- _Text shown_
=-=-=

By: Greg Butler
Innovation and Partnership are words often used and less often deeply understood. When combined, I am sure even less so. This is most likely because people practice these two competencies at a superficial level at best. At the same time global education is at an inflection point – with a growing distance between traditional delivery and the outcome of students’ success in life. We can no longer count on education systems to ‘fix’ education in isolation, the challenge will require multiple stakeholders working across organizational and sectorial boundaries to collaborate and innovate in continual inquiry based cycles of improvement. It is the gaps between and the intersection of the various education stakeholders where real innovation and transformation will happen. This is way more complex than approaches used in the past. Innovation at scale, in the current operating environment, is highly unlikely to happen!
Commonly it seems that many people in education may confuse real partnership with activities like sponsorship. They see partnerships as a way to gain access to resources, particularly funding, that might not be otherwise available. And this is a valid reason to look at a transactional form of partnership, which is common today, and forms the most common driver for partnering. However while such a focus may increase access to resources it is unlikely to support the type of innovation and collaboration that will generate totally new thinking and learning needed to address the bigger challenges we face.

=-=-=

- _Input records_
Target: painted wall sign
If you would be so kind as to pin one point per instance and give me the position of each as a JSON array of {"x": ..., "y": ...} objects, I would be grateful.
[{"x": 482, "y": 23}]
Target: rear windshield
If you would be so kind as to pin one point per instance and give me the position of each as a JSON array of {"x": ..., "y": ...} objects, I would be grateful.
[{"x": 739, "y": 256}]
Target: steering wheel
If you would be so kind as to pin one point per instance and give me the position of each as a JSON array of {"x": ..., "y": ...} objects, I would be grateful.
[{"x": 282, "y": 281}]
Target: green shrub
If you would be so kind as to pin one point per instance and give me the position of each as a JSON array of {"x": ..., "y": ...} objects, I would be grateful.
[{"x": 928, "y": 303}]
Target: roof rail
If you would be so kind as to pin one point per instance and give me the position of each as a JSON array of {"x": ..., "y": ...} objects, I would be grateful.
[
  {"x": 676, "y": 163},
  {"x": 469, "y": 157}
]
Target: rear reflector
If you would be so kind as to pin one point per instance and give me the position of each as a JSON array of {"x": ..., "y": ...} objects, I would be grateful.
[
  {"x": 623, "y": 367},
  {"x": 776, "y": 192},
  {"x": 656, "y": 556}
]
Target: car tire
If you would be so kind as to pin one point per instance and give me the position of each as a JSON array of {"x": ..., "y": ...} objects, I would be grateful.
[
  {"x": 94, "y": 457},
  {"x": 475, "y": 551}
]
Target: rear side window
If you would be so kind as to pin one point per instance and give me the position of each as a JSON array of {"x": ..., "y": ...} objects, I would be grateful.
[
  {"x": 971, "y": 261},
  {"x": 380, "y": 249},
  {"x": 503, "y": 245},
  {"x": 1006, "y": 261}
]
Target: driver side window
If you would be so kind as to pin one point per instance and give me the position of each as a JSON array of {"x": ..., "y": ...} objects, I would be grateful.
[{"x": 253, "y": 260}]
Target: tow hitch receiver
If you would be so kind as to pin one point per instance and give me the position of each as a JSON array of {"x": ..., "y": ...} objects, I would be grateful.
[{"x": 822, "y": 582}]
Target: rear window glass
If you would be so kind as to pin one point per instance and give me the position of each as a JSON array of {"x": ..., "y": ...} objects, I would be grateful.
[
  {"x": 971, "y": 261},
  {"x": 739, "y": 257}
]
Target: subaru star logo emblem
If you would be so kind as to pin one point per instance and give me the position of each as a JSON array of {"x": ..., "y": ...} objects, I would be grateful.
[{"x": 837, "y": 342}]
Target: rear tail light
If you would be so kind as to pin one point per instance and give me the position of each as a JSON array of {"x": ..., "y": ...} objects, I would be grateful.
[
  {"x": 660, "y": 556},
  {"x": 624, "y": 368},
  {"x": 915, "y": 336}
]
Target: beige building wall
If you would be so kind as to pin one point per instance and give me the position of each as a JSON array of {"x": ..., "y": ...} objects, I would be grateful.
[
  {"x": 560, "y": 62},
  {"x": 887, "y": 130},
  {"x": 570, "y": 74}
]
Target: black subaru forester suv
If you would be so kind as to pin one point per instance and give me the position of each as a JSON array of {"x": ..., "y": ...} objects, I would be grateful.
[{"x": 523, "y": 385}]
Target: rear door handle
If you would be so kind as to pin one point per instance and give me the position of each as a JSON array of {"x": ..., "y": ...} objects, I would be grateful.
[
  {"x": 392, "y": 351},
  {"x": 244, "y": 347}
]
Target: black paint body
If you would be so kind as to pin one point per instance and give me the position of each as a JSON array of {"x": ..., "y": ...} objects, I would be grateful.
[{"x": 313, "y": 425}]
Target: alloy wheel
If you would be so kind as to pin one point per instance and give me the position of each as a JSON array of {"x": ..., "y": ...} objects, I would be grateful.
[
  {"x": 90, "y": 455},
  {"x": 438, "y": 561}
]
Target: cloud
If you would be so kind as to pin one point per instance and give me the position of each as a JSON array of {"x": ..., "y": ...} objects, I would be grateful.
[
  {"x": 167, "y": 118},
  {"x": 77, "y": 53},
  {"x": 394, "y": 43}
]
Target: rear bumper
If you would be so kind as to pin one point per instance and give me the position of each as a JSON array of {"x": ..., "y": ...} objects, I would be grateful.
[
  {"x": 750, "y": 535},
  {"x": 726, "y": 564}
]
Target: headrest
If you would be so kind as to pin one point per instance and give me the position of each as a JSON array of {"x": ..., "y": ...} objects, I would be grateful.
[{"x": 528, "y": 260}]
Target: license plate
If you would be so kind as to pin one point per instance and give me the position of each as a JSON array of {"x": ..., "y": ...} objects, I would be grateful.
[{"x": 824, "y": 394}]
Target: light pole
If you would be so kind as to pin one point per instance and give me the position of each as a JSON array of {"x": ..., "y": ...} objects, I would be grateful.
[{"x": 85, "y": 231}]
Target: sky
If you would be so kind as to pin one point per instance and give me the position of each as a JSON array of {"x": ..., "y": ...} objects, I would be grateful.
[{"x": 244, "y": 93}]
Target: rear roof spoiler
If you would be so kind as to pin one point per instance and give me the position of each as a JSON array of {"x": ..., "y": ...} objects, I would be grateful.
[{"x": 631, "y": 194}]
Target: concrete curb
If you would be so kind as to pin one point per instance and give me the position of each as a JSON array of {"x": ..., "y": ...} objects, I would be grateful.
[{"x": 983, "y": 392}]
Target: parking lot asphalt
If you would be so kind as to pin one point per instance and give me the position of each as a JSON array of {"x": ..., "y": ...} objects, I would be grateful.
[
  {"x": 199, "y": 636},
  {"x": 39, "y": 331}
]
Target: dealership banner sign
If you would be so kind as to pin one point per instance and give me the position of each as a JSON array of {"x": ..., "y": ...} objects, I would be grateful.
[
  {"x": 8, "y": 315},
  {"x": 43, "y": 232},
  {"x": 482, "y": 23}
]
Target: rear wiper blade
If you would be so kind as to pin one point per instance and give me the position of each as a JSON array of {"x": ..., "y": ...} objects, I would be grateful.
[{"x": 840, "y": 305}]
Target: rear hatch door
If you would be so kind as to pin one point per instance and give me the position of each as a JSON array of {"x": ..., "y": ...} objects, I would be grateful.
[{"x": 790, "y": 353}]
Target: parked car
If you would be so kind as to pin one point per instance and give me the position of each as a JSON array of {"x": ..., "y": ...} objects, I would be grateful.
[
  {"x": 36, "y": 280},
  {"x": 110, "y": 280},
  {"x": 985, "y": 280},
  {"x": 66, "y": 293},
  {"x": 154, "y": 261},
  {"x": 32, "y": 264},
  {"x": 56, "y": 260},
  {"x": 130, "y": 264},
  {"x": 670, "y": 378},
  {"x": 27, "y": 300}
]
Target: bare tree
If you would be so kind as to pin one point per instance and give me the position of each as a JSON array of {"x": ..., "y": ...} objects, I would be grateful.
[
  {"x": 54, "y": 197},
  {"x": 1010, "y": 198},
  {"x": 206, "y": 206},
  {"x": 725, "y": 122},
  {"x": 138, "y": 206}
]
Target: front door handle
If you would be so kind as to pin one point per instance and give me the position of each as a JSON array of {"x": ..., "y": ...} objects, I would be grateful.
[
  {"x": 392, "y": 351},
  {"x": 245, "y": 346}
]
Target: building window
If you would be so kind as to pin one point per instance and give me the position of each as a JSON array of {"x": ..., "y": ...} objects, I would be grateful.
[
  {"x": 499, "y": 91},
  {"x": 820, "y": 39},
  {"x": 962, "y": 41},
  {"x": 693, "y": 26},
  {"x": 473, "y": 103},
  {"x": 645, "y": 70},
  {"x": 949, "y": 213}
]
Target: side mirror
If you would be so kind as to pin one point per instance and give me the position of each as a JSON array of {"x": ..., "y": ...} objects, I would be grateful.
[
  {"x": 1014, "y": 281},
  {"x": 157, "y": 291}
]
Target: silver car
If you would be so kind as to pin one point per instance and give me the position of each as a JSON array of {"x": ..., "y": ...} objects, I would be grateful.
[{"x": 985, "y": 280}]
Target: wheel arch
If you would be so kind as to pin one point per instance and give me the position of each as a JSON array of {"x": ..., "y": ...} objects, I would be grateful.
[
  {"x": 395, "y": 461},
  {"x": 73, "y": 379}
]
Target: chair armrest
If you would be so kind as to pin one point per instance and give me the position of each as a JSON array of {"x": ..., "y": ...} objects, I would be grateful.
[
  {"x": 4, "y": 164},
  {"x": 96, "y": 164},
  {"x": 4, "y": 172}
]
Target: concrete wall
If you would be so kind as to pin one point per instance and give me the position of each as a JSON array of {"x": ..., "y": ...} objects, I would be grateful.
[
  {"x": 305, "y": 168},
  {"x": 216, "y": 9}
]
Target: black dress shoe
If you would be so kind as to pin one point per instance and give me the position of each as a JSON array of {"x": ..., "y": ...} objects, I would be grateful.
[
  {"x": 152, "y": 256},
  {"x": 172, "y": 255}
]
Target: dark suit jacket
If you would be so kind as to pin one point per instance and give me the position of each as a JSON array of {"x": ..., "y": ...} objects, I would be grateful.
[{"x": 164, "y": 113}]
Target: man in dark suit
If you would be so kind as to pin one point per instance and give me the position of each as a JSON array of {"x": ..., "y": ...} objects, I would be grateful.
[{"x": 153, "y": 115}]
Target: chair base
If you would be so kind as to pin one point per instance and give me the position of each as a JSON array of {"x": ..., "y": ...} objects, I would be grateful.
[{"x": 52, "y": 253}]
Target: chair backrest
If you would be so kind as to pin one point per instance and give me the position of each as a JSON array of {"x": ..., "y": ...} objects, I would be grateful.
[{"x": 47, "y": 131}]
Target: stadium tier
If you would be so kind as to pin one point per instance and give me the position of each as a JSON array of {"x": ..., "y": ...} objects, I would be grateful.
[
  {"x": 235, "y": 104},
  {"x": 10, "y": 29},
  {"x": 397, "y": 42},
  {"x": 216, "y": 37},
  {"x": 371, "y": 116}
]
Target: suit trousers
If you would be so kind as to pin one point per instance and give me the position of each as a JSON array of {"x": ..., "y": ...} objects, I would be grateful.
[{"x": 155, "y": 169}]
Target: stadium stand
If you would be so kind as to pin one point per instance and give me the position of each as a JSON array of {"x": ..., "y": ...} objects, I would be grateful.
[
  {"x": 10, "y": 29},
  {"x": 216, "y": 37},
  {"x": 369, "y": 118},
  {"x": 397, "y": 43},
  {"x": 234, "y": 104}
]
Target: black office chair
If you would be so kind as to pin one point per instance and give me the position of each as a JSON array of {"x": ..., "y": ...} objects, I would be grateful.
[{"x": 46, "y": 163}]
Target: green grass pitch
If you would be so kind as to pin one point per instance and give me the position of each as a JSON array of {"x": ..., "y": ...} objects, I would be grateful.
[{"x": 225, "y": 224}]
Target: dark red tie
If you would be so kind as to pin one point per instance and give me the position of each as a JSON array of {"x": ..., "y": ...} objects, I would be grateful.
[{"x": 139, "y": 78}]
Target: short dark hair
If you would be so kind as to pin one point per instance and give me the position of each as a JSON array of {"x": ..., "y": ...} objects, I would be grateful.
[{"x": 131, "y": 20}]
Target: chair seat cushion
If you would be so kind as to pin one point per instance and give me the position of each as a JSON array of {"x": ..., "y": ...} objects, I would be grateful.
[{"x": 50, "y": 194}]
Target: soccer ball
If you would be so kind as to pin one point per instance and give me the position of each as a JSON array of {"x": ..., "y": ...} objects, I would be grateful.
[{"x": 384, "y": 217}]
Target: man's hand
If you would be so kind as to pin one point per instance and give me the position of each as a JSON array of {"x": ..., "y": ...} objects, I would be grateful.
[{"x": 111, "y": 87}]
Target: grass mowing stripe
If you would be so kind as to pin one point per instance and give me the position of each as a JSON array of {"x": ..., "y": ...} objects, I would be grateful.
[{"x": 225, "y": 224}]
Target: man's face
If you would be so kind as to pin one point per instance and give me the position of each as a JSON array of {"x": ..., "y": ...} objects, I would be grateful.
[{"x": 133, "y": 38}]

=-=-=

- _Required tasks_
A. Pick out every line of the entries that contains the string "subaru", and copy each one in full.
B. Go on with the essay on innovation and partnership in education, starting after its last sentence.

- _Expected outputs_
A.
Target: subaru star logo emblem
Target: black subaru forester suv

B.
Not all partnerships are the same; many tend to focus on transactional working, on solving technical problems. Challenges like how can we fund a new program or how can we increase access to computers? These are all valid challenges, however they won’t deliver transformational results. Typically the outputs are actions and the relationships transactional, which is not enough for real innovation and transformation to happen.
Deeper partnerships require deeper partnering skills. Greater levels of change can happen when you operate with a process focus, on working together to change how things are done. “How might the school/system integrate visiting experts in the curriculum?” For success at this level there needs to be a focus on interpersonal issues with the output being relationships that facilitate people working together to achieve new processes.
The deepest level of education transformation requires the most complex partnering skills; with the ability to enable people to work together at a transformation level. Core is addressing the ‘un-discussable’, facilitating people to address core issues of drivers, culture, values and behaviors. A focus on these can facilitate working on questions such as “How should we organize curriculum if student learning is our highest priority?” When you get people working together across boundaries on the ‘un-discussable’, real innovation and lasting transformation can be the output.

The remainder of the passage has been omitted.